Aim of the task » Filter the records below and copy out every line that contains the word "Find". Matching is case-sensitive.

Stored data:
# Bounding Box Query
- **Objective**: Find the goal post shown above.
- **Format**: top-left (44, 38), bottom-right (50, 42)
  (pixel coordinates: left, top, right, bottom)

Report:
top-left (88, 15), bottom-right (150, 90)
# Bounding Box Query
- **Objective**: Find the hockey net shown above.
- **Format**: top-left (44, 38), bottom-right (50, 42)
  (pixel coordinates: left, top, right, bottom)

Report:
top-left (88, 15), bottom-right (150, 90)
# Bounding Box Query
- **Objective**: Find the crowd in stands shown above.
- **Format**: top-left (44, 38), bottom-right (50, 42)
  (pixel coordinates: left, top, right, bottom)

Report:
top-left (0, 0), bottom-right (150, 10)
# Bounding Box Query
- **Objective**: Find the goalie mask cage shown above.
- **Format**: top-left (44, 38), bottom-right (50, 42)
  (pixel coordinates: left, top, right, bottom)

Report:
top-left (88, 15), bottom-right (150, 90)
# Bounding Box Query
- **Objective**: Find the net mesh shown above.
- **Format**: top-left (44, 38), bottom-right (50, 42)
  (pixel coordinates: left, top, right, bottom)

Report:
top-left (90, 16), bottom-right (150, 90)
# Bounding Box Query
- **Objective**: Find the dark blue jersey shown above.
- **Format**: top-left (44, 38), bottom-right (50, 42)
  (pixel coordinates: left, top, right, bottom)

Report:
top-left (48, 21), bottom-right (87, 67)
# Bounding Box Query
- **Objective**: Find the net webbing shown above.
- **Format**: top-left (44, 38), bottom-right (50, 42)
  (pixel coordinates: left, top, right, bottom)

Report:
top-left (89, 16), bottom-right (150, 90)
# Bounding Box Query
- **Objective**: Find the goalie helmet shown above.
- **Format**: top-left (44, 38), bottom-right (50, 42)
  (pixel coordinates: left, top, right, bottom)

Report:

Written response »
- **Objective**: Find the goal post shown above.
- **Objective**: Find the hockey net shown above.
- **Objective**: Find the crowd in stands shown above.
- **Objective**: Find the goalie mask cage shown above.
- **Objective**: Find the net mesh shown above.
- **Objective**: Find the dark blue jersey shown above.
- **Objective**: Find the net webbing shown above.
- **Objective**: Find the goalie helmet shown above.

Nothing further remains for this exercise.